J’écrivais aussi des textes, surtout en anglais, j’avais mon petit
dictionnaire, c’était un petit peu bateau à mon avis. Jamais en
français, toujours de l’anglais. Et je mettais comme ça des voix
les unes par dessus les autres. Il y a juste une seule reprise que
j’avais faite de Extreme qui s’appelait “More than worth”. La
première fois où j’ai rencontré Félix (guitariste du groupe de
Sabine et son compagnon) je lui avais fait écouter cette cassette
et il avait halluciné. Le son était archi moche mais il y avait une
dizaine de voix dessus ! (…) c’était mon pt’it groupe à moi (c’est
moi qui souligne) (…) FR Vous n’en avez jamais fait un usage
spécial, externe ?Sabine Ah non, non, c’est pour moi, j’étais assez
timide (…). J’avais vraiment l’impression d’être mise à nue, c’est
pour ça que je gardais ces cassettes comme un petit jardin secret.
(…) Non, à part cette fameuse cassette d’Extreme que j’ai fait
écouter à mon ami, je gardais mes choses pour moi ».
Premièrement, Sabine n'a pas recouru à d'autres instruments que
sa voix. Deuxièmement, elle a utilisé des textes qu'elle a écrit.
Troisièmement, elle a caché ses créations à son entourage, les
considérant comme une sorte de journal intime sonore. Or, ce que
les garçons m'ont rapporté de leurs premières “séances
d'enregistrement” dans la sphère domestique diffère notablement.

#### Objectifs
[a] Traduisez en anglais, s'il vous plaît, cette phrase de l'extrait sur les cassettes de Sabine : « Troisièmement, elle a caché ses créations à son entourage, les considérant comme une sorte de journal intime sonore. »
[b] Rédigez la suite de l'extrait sur les cassettes de Sabine, en enchaînant après sa dernière phrase.
Le matériel qui suit n'a aucun lien avec l'extrait sur les cassettes de Sabine.

Entrées du jeu de données
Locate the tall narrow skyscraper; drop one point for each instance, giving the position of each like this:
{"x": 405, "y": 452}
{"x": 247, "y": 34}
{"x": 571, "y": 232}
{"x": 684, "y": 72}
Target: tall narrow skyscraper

#### Résultats dans l'ordre
[a] Third, she hid her creations from the people around her, regarding them as a kind of audio diary.

[b]
Peu chantaient et aucun d'entre eux ne m'a rapporté avoir écrit ou
utilisé des textes. Mieux, la plupart jouaient plusieurs
instruments, par exemple ceux que les membres de leur groupe
laissaient chez eux entre deux répétitions. À contrario de Sabine,
ils montraient volontiers leurs enregistrements à leurs proches. Là
encore, les façons d'engager son corps, de s'exprimer (ou pas) avec
des mots, de se confronter à autrui nous informent sur le processus
de différenciation. Selon qu'ils (elles) soient assigné-e-s à un
genre ou à un autre, les jeunes apprenti-e-s pratiquent
différemment leur passion musicale dans leurs chambres et
l'exportent tout aussi différemment.
c) Comment se constituent les groupes ?Les apprenti-e-s
musicien-n-e-s- qui s'engagent un peu plus dans leur passion ne
tardent pas à trouver des pair-e-s -généralement du même sexe- qui
partagent leurs goûts. Ces rencontres se produisent à l'école, à
l'internat, dans leur quartier, parfois grâce aux réunions de
famille. C'est cette sociabilité de pâté de maison qui soutient la
création de groupes rock, quasiment tous composés de garçons. On ne
s'étonnera pas que les filles ne constituent que peu de groupes
puisque précisément leurs répertoires de référence en sont souvent
dépourvus. Souvent, les garçons commencent par jouer les morceaux
des groupes qu'ils aiment et dont ils causent à la “récré” lors de
discussions passionnées et érudites lors d'interminables
joutes.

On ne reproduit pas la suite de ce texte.